Excerpt:
▬▬▬
Applied NAPL Science Review
Demystifying NAPL Science for the Remediation Manager
Editor: J. Michael Hawthorne, PG
Asst. Editor: Dr. Rangaramanujam Muthu
ANSR Scientific Review Board
J. Michael Hawthorne, PG, Board of Chairman, GEI Consultants Inc.
Mark Adamski, PG, BP Americas
Stephen S. Boynton, PE, LSP, Subsurface Env. Solutions, LLC
Dr. Randall Charbeneau, University of Texas
Dr. Sanjay Garg, Shell Global Solutions (US) Inc.
Dr. Terrence Johnson, USEPA
Andrew J. Kirkman, PE, BP Americas
Mark Lyverse, PG, Chevron Energy Technology Company
Mark W. Malander, ExxonMobil Environmental Services
Applied NAPL Science Review (ANSR) is a scientific ejournal that provides insight into the science behind the characterization and remediation of Non-Aqueous Phase Liquids (NAPLs) using plain English. We welcome feedback, suggestions for future topics, questions, and recommended links to NAPL resources. All submittals should be sent to the editor.
Manual Skimming Testing to Measure
Andrew Kirkman, PE – BP Americas
Transmissivity of light non-aqueous phase liquid (LNAPL) is a powerful metric to evaluate hydraulic recoverability, just as groundwater transmissivity is for groundwater. LNAPL frequently exhibits substantial variations in transmissivity over time and across small distances. Therefore, multiple measurements of LNAPL transmissivity (Tn) over time and spatial scales are used to adequately characterize LNAPL recoverability across most sites. Characterization is aided by the availability of short-term LNAPL transmissivity test methods that are applicable to a wide variety of conditions. ASTM (2011) provides three methods for short-term measurement of LNAPL transmissivity: 1) baildown testing, 2) manual skimming testing, and 3) LNAPL/water ratio testing of short-term recovery data. A fourth method, tracer testing, typically requires months to complete, so is not useful for multiple, small-scale, rapid assessments of LNAPL transmissivity. This article provides an introduction to manual skimming testing.
▬▬▬
Continue the article on manual skimming testing for LNAPL transmissivity from the point where it stops.

Data listing
▬▬▬
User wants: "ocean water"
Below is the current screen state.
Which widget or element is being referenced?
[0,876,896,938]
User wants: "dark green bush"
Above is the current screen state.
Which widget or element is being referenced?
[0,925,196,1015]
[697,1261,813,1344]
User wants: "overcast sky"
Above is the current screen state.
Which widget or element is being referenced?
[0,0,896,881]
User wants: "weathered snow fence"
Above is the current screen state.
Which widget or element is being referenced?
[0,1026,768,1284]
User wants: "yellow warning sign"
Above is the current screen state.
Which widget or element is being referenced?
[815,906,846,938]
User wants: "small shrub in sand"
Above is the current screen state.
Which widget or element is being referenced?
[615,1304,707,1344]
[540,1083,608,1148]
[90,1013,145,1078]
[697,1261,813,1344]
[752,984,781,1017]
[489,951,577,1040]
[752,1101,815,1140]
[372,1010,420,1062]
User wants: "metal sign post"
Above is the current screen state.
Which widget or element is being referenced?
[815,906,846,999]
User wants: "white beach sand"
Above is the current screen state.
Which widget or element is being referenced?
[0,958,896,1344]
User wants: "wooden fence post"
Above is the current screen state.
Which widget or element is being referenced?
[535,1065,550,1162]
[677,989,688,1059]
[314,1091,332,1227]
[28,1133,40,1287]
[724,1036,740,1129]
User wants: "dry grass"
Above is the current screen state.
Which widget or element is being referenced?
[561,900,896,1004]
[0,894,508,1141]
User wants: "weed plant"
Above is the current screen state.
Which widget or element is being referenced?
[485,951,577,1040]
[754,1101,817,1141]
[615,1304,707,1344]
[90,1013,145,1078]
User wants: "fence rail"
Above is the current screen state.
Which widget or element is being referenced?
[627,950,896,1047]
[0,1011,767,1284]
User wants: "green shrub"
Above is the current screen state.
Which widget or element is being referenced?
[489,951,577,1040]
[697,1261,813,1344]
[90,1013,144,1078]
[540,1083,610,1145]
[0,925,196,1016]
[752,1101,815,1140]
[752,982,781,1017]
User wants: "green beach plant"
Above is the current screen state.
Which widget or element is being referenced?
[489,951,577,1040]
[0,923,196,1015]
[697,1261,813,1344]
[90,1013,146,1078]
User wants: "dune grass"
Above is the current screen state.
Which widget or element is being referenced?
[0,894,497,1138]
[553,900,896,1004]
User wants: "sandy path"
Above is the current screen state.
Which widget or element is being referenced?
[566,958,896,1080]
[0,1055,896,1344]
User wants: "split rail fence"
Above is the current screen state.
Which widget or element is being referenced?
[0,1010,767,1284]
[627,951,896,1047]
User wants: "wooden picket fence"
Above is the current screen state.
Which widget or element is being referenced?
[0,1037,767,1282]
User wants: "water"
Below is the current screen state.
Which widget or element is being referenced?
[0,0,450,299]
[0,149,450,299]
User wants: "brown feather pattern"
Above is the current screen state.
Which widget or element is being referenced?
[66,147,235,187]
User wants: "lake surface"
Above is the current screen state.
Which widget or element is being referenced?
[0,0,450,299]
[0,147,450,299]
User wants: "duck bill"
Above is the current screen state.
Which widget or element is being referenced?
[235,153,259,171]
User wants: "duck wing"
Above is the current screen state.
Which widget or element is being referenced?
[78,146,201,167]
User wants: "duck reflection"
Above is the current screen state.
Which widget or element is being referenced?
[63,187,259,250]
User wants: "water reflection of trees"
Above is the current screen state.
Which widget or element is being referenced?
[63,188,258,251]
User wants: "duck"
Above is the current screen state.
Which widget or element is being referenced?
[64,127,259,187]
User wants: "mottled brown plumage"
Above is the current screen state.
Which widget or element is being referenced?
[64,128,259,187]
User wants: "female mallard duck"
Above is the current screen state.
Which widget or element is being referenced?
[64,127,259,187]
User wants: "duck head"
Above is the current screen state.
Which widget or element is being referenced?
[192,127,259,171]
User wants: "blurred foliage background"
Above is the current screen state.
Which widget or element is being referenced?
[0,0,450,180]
▬▬▬
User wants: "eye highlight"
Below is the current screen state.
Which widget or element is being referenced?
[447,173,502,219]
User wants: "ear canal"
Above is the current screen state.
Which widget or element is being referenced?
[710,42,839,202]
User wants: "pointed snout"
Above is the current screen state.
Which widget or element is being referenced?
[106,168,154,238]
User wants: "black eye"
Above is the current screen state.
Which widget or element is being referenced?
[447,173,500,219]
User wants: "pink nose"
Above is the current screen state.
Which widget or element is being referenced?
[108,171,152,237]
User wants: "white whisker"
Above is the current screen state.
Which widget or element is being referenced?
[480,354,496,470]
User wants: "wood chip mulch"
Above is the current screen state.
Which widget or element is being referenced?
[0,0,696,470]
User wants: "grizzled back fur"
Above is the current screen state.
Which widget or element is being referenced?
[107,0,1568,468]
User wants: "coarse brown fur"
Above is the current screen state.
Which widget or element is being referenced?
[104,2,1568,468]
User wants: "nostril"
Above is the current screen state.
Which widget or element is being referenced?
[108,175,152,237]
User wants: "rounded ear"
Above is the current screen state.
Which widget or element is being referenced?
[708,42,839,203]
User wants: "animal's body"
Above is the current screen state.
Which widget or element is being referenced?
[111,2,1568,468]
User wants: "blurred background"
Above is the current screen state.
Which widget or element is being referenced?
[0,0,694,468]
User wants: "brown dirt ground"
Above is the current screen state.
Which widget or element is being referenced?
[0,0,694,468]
▬▬▬
Reply to the exercise:
Manual skimming testing consists of repeatedly removing LNAPL from a well to maintain LNAPL drawdown and establish a sustainable LNAPL production rate for a given LNAPL drawdown. LNAPL transmissivity can then be estimated from the test results (ASTM, 2011).
A typical manual skimming test consists of bailing or pumping all possible LNAPL from a well, gauging the well as the LNAPL recharges, removing LNAPL again before the recharge reaches 25 percent of the pre-test apparent NAPL thickness (ANT) gauged in the well, and repeating this process until the LNAPL removal rate has stabilized. Some water removal is inevitable depending upon the equipment utilized, but water induced drawdown should be minimized.
Between each LNAPL removal step the volume of LNAPL and water removed is carefully measured. Based on the time between removal steps and the volume of LNAPL removed, the rate of LNAPL removal may be calculated for each LNAPL removal step. LNAPL transmissivity may then be calculated from the sustained LNAPL removal rates and associated LNAPL drawdowns gauged in the well.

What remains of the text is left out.